═════ Extracted records

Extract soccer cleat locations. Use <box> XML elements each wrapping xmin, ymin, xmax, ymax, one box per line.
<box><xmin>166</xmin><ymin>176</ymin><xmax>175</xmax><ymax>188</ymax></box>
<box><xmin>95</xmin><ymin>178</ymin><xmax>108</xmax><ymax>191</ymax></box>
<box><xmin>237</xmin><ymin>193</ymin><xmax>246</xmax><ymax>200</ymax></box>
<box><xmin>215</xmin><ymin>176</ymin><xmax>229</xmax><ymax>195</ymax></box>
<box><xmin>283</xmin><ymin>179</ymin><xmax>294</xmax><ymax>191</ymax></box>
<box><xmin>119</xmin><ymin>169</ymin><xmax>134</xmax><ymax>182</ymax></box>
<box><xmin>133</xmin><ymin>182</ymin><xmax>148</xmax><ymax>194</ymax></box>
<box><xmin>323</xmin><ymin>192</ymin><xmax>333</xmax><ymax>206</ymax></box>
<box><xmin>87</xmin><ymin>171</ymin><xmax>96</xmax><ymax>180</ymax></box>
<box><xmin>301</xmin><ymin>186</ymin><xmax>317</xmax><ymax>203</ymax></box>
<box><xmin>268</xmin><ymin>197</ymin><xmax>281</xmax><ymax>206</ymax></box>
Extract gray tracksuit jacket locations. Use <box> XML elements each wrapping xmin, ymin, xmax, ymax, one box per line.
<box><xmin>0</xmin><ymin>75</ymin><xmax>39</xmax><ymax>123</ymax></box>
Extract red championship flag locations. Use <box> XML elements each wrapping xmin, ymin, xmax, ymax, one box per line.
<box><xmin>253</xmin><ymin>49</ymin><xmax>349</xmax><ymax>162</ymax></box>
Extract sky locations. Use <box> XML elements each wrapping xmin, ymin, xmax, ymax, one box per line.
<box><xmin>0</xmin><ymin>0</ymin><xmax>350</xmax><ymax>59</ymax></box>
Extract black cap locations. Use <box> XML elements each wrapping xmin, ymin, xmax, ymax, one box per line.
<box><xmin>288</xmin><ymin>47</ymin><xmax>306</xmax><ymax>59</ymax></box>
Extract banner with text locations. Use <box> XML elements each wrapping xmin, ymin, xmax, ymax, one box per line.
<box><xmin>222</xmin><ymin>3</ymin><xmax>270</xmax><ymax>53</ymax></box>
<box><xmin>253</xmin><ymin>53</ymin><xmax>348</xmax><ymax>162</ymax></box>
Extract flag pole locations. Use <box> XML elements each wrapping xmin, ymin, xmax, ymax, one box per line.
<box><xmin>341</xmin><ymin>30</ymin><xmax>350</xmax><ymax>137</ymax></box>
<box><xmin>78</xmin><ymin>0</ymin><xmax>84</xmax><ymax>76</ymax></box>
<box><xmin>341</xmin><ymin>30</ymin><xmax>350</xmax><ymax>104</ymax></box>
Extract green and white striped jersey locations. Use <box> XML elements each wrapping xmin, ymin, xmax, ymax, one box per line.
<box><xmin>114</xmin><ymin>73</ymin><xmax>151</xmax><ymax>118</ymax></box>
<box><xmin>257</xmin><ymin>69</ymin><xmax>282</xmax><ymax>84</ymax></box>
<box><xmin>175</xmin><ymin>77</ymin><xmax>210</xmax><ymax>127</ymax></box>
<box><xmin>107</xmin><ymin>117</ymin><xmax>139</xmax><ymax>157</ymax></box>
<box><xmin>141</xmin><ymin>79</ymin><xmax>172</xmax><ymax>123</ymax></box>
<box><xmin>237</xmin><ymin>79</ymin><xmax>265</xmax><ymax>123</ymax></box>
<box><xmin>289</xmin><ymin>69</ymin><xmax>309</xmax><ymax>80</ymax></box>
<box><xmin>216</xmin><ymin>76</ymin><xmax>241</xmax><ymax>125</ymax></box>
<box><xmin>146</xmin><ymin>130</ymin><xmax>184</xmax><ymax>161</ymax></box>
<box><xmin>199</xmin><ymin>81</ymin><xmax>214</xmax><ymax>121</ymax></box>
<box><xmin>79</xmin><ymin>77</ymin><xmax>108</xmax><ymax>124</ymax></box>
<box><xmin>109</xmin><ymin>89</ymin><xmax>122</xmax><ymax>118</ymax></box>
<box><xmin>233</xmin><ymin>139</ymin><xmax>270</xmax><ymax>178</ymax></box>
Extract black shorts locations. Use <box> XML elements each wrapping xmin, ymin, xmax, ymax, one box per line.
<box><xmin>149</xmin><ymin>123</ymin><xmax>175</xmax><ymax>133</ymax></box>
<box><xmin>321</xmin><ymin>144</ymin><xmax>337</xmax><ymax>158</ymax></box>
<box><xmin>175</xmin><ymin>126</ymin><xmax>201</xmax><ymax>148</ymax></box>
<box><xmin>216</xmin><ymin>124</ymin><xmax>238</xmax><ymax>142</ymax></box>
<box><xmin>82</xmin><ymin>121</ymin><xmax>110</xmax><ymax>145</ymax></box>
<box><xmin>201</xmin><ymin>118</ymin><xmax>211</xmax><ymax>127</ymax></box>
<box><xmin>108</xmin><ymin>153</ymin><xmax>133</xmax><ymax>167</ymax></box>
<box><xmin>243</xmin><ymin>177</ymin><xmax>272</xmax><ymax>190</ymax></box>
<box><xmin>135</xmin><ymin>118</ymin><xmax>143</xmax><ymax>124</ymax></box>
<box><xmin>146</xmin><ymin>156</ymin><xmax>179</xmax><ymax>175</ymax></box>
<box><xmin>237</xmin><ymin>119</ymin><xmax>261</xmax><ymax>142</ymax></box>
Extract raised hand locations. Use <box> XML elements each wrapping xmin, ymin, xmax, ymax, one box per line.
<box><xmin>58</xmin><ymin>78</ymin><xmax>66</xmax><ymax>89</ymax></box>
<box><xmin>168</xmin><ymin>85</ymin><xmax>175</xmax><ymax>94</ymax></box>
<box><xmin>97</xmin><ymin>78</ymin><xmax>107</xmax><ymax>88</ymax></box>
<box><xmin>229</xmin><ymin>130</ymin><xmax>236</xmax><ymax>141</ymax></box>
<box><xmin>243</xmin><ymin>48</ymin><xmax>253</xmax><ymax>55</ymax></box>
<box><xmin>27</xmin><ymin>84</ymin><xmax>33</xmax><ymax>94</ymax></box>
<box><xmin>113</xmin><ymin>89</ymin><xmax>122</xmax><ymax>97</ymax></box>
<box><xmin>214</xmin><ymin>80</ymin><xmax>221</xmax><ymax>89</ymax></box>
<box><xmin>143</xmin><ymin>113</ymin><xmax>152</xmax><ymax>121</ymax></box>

══════════

◆ Written exercise
Copy the records above exactly as they appear.

◆ The result
Extract soccer cleat locations. Use <box> XML elements each wrapping xmin, ymin, xmax, ymax, one box per line.
<box><xmin>166</xmin><ymin>176</ymin><xmax>175</xmax><ymax>188</ymax></box>
<box><xmin>95</xmin><ymin>178</ymin><xmax>108</xmax><ymax>191</ymax></box>
<box><xmin>237</xmin><ymin>193</ymin><xmax>246</xmax><ymax>200</ymax></box>
<box><xmin>215</xmin><ymin>176</ymin><xmax>229</xmax><ymax>195</ymax></box>
<box><xmin>283</xmin><ymin>179</ymin><xmax>294</xmax><ymax>191</ymax></box>
<box><xmin>119</xmin><ymin>169</ymin><xmax>134</xmax><ymax>182</ymax></box>
<box><xmin>133</xmin><ymin>182</ymin><xmax>148</xmax><ymax>194</ymax></box>
<box><xmin>323</xmin><ymin>192</ymin><xmax>333</xmax><ymax>206</ymax></box>
<box><xmin>87</xmin><ymin>171</ymin><xmax>96</xmax><ymax>180</ymax></box>
<box><xmin>301</xmin><ymin>186</ymin><xmax>317</xmax><ymax>203</ymax></box>
<box><xmin>268</xmin><ymin>197</ymin><xmax>281</xmax><ymax>206</ymax></box>
Extract gray tracksuit jacket locations. Use <box> XML elements each wrapping xmin, ymin, xmax, ymax, one box per line.
<box><xmin>0</xmin><ymin>75</ymin><xmax>39</xmax><ymax>123</ymax></box>
Extract red championship flag locations. Use <box> XML elements each wrapping xmin, ymin, xmax, ymax, one box per line.
<box><xmin>253</xmin><ymin>49</ymin><xmax>349</xmax><ymax>162</ymax></box>
Extract sky locations. Use <box> XML elements each wrapping xmin, ymin, xmax, ymax, one box per line.
<box><xmin>0</xmin><ymin>0</ymin><xmax>350</xmax><ymax>59</ymax></box>
Extract black cap locations. Use <box> XML elements each wrapping xmin, ymin, xmax, ymax, one box per line.
<box><xmin>288</xmin><ymin>47</ymin><xmax>306</xmax><ymax>59</ymax></box>
Extract banner with text locations. Use <box> XML elements each wrapping xmin, ymin, xmax, ymax, one box per line.
<box><xmin>222</xmin><ymin>3</ymin><xmax>270</xmax><ymax>53</ymax></box>
<box><xmin>253</xmin><ymin>53</ymin><xmax>348</xmax><ymax>162</ymax></box>
Extract flag pole locations. Use <box> XML elements each wrapping xmin, ymin, xmax, ymax, one box per line.
<box><xmin>341</xmin><ymin>30</ymin><xmax>350</xmax><ymax>137</ymax></box>
<box><xmin>78</xmin><ymin>0</ymin><xmax>84</xmax><ymax>76</ymax></box>
<box><xmin>341</xmin><ymin>30</ymin><xmax>350</xmax><ymax>104</ymax></box>
Extract green and white striped jersey locations. Use <box> XML elements each wrapping xmin, ymin, xmax, ymax, one box per line.
<box><xmin>114</xmin><ymin>73</ymin><xmax>151</xmax><ymax>118</ymax></box>
<box><xmin>257</xmin><ymin>69</ymin><xmax>282</xmax><ymax>84</ymax></box>
<box><xmin>175</xmin><ymin>77</ymin><xmax>210</xmax><ymax>127</ymax></box>
<box><xmin>107</xmin><ymin>117</ymin><xmax>139</xmax><ymax>157</ymax></box>
<box><xmin>141</xmin><ymin>79</ymin><xmax>172</xmax><ymax>123</ymax></box>
<box><xmin>237</xmin><ymin>79</ymin><xmax>265</xmax><ymax>123</ymax></box>
<box><xmin>289</xmin><ymin>69</ymin><xmax>309</xmax><ymax>80</ymax></box>
<box><xmin>216</xmin><ymin>76</ymin><xmax>241</xmax><ymax>125</ymax></box>
<box><xmin>146</xmin><ymin>130</ymin><xmax>184</xmax><ymax>161</ymax></box>
<box><xmin>199</xmin><ymin>81</ymin><xmax>214</xmax><ymax>121</ymax></box>
<box><xmin>79</xmin><ymin>77</ymin><xmax>108</xmax><ymax>124</ymax></box>
<box><xmin>109</xmin><ymin>89</ymin><xmax>122</xmax><ymax>118</ymax></box>
<box><xmin>233</xmin><ymin>139</ymin><xmax>270</xmax><ymax>178</ymax></box>
Extract black shorts locations. Use <box> XML elements each wrapping xmin, ymin, xmax, ymax, one box per line.
<box><xmin>149</xmin><ymin>123</ymin><xmax>175</xmax><ymax>133</ymax></box>
<box><xmin>321</xmin><ymin>144</ymin><xmax>337</xmax><ymax>158</ymax></box>
<box><xmin>175</xmin><ymin>126</ymin><xmax>201</xmax><ymax>148</ymax></box>
<box><xmin>216</xmin><ymin>124</ymin><xmax>238</xmax><ymax>142</ymax></box>
<box><xmin>82</xmin><ymin>121</ymin><xmax>110</xmax><ymax>145</ymax></box>
<box><xmin>201</xmin><ymin>118</ymin><xmax>211</xmax><ymax>127</ymax></box>
<box><xmin>108</xmin><ymin>153</ymin><xmax>133</xmax><ymax>167</ymax></box>
<box><xmin>243</xmin><ymin>177</ymin><xmax>272</xmax><ymax>190</ymax></box>
<box><xmin>135</xmin><ymin>118</ymin><xmax>143</xmax><ymax>124</ymax></box>
<box><xmin>146</xmin><ymin>156</ymin><xmax>179</xmax><ymax>175</ymax></box>
<box><xmin>237</xmin><ymin>119</ymin><xmax>261</xmax><ymax>142</ymax></box>
Extract raised hand locations. Use <box> XML elements each wrapping xmin, ymin, xmax, ymax, one box per line.
<box><xmin>58</xmin><ymin>78</ymin><xmax>66</xmax><ymax>89</ymax></box>
<box><xmin>168</xmin><ymin>85</ymin><xmax>175</xmax><ymax>94</ymax></box>
<box><xmin>97</xmin><ymin>78</ymin><xmax>107</xmax><ymax>88</ymax></box>
<box><xmin>229</xmin><ymin>130</ymin><xmax>236</xmax><ymax>141</ymax></box>
<box><xmin>243</xmin><ymin>48</ymin><xmax>253</xmax><ymax>55</ymax></box>
<box><xmin>27</xmin><ymin>84</ymin><xmax>33</xmax><ymax>94</ymax></box>
<box><xmin>113</xmin><ymin>89</ymin><xmax>122</xmax><ymax>97</ymax></box>
<box><xmin>214</xmin><ymin>80</ymin><xmax>221</xmax><ymax>89</ymax></box>
<box><xmin>143</xmin><ymin>113</ymin><xmax>152</xmax><ymax>121</ymax></box>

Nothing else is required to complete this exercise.